### WHAT YOU WILL DO
Copy every one of the following entries word for word, line by line.

Records of labeled points
————
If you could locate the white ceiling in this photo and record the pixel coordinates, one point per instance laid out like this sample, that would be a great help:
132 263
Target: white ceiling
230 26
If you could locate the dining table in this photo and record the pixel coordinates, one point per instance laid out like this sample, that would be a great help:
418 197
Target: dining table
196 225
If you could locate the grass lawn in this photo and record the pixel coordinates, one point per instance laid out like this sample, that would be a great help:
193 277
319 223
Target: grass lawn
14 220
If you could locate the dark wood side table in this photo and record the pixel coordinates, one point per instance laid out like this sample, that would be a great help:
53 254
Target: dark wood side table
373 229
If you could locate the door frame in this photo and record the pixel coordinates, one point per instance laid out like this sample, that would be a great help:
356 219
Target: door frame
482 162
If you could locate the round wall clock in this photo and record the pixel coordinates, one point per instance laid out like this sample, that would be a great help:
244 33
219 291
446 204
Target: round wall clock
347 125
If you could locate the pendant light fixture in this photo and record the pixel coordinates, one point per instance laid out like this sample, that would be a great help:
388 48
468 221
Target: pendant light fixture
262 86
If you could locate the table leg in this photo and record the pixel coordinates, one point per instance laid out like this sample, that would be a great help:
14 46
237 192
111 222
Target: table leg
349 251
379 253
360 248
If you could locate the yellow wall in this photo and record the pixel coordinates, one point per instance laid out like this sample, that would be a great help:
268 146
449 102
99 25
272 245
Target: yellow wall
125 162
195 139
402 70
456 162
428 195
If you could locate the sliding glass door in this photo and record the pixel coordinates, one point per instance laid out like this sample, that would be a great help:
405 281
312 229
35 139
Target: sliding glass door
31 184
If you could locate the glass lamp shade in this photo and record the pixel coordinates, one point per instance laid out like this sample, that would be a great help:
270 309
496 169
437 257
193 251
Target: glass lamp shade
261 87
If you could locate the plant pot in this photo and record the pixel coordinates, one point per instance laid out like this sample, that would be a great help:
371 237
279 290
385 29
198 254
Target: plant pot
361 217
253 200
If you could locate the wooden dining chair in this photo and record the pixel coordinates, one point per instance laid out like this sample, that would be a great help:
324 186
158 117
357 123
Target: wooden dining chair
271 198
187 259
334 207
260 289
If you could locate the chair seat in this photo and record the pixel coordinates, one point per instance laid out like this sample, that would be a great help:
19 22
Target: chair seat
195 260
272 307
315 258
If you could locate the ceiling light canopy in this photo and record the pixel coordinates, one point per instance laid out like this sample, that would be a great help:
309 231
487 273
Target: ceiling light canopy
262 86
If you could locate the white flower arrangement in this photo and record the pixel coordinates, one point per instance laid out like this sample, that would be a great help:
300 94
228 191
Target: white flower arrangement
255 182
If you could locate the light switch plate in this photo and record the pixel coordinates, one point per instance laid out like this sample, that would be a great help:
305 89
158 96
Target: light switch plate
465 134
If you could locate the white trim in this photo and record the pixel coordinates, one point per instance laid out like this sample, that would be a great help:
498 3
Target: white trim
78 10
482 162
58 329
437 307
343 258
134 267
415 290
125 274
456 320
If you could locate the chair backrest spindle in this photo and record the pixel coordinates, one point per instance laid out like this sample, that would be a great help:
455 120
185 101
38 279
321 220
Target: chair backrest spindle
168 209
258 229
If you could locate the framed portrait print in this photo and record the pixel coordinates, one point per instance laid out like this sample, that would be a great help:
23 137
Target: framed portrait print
————
### OUTPUT BELOW
If you could locate the white ceiling in this photo and record the pixel coordinates, one point per instance laid out like this sample, that would be a great help:
132 263
Target: white ceiling
230 26
If you could locate the dining table in this photo and record the pixel coordinates, one point per instance laid out like this sample, that would be a great help:
418 197
Target: dining table
196 225
If you could locate the grass lawn in this photo and record the pixel coordinates, one point per instance laid out like this sample, that would be a great help:
193 277
319 223
Target: grass lawn
14 220
If you could locate the dark wood side table in this photo and record the pixel coordinates, one point per instance laid out like this sample, that would be a great help:
53 254
Target: dark wood side table
373 229
If you could locate the door frame in this photo and record the pixel coordinates, one point per instance laid out like this sample, that would be a great help:
356 219
Target: door frame
482 162
If you could locate the round wall clock in this photo and record the pixel coordinates, one point per instance laid out like this sample, that would be a great help:
244 33
219 291
446 204
Target: round wall clock
347 125
If you could locate the pendant light fixture in this photo and record the pixel coordinates, one point per instance laid out like this sample, that would be a great help:
388 48
468 221
Target: pendant light fixture
262 86
If you could locate the table leg in this photo and record the pixel coordinates, one point per instance laid out like this sample, that would be a great help:
14 46
237 192
111 222
Target: table leg
349 251
379 253
360 248
If you could locate the yellow wall in this photo and record the pixel coordinates, one point per instance laid out like this sample, that would be a great help:
268 146
449 102
99 25
272 245
Target: yellow wall
125 162
195 139
402 70
456 162
428 195
If you could locate the sliding glass door in this photo and record the pixel coordinates, one point per instance laid out like this sample, that would be a great help:
405 281
312 229
35 139
Target: sliding glass door
31 184
If you could locate the glass lamp shade in this photo and record the pixel coordinates, one point per instance laid out like this sample, that would be a great help:
270 309
496 169
437 257
193 251
Target: glass lamp shade
261 87
If you could locate the plant pot in this photo and record the pixel coordinates, one point per instance laid out like this sample, that would be a great help:
371 237
279 290
385 29
198 254
Target: plant pot
361 217
253 200
If you could locate the wooden dining chair in this photo and record the pixel coordinates, one point per instance laid out like this sample, that would be a great help:
324 186
158 117
357 123
Target: wooden dining chair
271 198
187 259
334 207
260 289
If you could locate the chair seat in this photo and record the pixel coordinates, one point per instance laid out like this sample, that would be a great help:
19 22
Target: chair seat
195 260
272 307
315 258
If you could locate the ceiling light canopy in this photo and record the pixel coordinates, one point per instance laid out like this sample, that would be a great help:
309 231
487 273
Target: ceiling light canopy
262 86
If you could locate the white flower arrangement in this photo and record the pixel coordinates, one point per instance laid out like this sample, that would be a great help:
300 94
228 191
Target: white flower arrangement
255 182
If you could locate the light switch plate in this photo and record the pixel coordinates, one point per instance laid out like this sample, that would be a great help:
305 89
158 96
Target: light switch plate
465 134
If you could locate the white trim in this photo and record the pixel coordinates, one point per instance laid out like this sample, that would be a great help:
498 3
Target: white trim
78 10
482 162
58 329
437 307
343 258
134 267
415 290
125 274
456 320
If you could locate the chair backrest spindle in this photo and record the pixel coordinates, one point per instance laid out like this sample, that would be a great help:
455 120
185 101
38 279
321 220
Target: chair backrest spindle
168 209
258 229
If you could locate the framed portrait print in this photo and record the pixel coordinates, one point per instance laid out like this sample, that would be a great help:
23 137
Target: framed portrait print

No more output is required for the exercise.